**WORK REQUEST:** Please repeat, from the entries that follow, the lines from the one containing "Practice step: pin every instance of the bird with" through the one containing "Practice step: pin every instance of the bird's foot" exactly, adding nothing.

[Extracted data entries]
☆ ☆ ☆ ☆
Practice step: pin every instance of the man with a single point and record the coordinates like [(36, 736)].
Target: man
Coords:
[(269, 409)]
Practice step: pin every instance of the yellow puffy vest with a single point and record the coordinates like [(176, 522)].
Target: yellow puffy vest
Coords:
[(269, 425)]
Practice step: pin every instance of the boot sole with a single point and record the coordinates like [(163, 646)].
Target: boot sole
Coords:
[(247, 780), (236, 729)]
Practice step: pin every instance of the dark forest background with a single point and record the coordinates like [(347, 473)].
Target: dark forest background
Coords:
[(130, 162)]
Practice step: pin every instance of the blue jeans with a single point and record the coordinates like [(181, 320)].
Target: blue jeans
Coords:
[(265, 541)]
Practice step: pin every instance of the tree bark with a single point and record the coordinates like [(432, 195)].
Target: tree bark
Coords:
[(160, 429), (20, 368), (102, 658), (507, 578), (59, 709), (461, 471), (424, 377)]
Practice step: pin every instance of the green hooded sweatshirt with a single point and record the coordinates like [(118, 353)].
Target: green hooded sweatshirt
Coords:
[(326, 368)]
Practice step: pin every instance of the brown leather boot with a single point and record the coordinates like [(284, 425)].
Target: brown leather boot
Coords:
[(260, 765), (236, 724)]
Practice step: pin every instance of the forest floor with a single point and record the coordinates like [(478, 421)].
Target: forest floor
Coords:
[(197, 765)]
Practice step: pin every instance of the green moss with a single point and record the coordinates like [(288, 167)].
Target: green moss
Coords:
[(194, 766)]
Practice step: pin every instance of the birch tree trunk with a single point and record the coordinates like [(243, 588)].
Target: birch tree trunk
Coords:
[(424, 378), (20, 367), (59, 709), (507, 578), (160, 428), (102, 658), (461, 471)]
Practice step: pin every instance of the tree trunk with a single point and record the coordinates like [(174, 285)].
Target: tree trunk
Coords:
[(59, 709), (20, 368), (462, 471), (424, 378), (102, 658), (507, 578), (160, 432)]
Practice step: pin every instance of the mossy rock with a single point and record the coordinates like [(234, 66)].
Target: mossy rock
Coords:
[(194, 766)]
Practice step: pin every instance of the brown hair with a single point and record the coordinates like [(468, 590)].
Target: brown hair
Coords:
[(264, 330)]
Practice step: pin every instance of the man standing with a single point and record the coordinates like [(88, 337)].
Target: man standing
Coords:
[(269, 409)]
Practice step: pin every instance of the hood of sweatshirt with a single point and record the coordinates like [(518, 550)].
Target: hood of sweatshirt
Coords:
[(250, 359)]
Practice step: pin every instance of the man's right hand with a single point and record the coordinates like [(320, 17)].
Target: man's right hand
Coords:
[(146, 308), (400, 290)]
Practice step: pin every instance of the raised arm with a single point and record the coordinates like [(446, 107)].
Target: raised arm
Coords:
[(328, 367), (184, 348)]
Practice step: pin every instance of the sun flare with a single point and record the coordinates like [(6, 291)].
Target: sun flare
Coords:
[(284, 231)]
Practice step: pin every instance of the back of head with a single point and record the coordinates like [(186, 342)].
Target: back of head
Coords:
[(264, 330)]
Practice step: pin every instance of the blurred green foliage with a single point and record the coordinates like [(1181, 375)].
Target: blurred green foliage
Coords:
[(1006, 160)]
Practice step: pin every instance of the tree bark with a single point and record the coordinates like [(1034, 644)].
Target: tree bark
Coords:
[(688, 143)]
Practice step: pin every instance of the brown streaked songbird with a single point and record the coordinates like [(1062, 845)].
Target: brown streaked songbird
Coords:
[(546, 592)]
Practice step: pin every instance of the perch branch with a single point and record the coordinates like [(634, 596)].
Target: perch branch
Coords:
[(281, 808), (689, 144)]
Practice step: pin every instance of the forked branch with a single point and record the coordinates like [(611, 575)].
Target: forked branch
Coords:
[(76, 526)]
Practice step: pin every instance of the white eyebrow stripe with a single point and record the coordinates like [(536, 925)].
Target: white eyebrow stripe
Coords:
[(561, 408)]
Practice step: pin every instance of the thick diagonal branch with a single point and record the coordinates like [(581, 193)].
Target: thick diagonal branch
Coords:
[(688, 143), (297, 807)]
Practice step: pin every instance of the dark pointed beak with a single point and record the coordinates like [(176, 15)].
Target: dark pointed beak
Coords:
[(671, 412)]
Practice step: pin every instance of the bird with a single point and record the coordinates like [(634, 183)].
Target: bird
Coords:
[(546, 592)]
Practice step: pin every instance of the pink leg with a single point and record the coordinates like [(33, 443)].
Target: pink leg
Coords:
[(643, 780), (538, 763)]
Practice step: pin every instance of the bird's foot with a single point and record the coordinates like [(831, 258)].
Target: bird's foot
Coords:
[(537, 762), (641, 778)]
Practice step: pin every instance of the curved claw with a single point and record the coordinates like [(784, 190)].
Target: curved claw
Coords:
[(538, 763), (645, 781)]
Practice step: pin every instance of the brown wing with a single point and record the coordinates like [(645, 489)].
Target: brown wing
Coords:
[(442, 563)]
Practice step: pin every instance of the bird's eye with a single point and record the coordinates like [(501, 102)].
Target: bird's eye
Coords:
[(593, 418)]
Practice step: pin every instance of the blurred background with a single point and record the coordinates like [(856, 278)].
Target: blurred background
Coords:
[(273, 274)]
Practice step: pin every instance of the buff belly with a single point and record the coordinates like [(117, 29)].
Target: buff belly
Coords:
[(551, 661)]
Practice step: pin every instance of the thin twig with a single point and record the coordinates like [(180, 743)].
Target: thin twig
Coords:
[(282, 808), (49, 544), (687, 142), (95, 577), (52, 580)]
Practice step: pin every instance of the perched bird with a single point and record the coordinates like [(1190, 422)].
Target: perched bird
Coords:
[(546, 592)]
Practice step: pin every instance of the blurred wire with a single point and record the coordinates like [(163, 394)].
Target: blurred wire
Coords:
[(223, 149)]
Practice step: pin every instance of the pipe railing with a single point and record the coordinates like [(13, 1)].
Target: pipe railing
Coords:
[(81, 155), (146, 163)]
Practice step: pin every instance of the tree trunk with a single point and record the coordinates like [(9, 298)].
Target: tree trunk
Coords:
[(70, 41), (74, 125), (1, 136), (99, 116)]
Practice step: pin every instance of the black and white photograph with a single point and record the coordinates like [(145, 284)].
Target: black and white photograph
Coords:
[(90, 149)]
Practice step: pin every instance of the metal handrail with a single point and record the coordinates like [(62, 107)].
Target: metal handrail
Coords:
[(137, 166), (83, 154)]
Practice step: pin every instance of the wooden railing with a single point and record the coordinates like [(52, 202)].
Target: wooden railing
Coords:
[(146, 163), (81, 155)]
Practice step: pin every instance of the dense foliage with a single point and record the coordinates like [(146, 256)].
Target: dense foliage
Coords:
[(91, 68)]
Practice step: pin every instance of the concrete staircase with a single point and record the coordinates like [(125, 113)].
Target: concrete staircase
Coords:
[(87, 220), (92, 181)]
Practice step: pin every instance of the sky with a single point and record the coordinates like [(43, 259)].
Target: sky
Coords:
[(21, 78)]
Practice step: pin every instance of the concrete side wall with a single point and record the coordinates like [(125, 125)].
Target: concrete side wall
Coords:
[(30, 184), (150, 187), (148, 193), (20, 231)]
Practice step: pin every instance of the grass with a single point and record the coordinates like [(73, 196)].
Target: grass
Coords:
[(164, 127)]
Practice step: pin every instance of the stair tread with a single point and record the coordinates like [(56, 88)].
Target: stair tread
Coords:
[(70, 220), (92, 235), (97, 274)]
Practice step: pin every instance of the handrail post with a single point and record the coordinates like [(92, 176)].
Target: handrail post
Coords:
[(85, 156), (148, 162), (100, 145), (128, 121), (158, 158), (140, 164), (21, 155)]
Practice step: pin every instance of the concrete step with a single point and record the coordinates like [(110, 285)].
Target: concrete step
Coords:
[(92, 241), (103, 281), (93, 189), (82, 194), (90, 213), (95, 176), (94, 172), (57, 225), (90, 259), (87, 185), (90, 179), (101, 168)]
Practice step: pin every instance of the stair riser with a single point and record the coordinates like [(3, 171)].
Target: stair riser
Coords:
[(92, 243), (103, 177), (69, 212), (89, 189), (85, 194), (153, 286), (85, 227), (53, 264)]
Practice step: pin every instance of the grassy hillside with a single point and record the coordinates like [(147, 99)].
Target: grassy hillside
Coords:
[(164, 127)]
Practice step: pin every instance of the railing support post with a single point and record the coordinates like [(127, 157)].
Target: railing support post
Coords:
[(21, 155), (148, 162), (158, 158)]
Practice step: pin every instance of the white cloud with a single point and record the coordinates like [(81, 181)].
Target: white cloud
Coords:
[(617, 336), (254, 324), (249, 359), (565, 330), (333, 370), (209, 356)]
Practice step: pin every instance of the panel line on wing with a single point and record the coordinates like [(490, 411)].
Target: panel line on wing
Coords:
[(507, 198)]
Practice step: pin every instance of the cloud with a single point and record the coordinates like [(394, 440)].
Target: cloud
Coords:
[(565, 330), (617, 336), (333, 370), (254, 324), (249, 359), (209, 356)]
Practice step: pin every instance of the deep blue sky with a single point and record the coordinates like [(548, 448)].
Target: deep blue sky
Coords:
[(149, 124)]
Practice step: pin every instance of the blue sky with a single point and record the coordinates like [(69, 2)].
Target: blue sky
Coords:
☆ ☆ ☆ ☆
**THE COMPLETED TASK:**
Practice step: pin every instance of the bird with a single point and record the coordinates like [(634, 183)].
Target: bird
Coords:
[(546, 592)]
Practice step: pin every instance of the pink leg with a single point and record the coordinates like [(33, 443)].
Target: pink leg
Coords:
[(643, 780), (538, 763)]
Practice step: pin every instance of the bird's foot with a single point and record the coordinates like [(831, 258)].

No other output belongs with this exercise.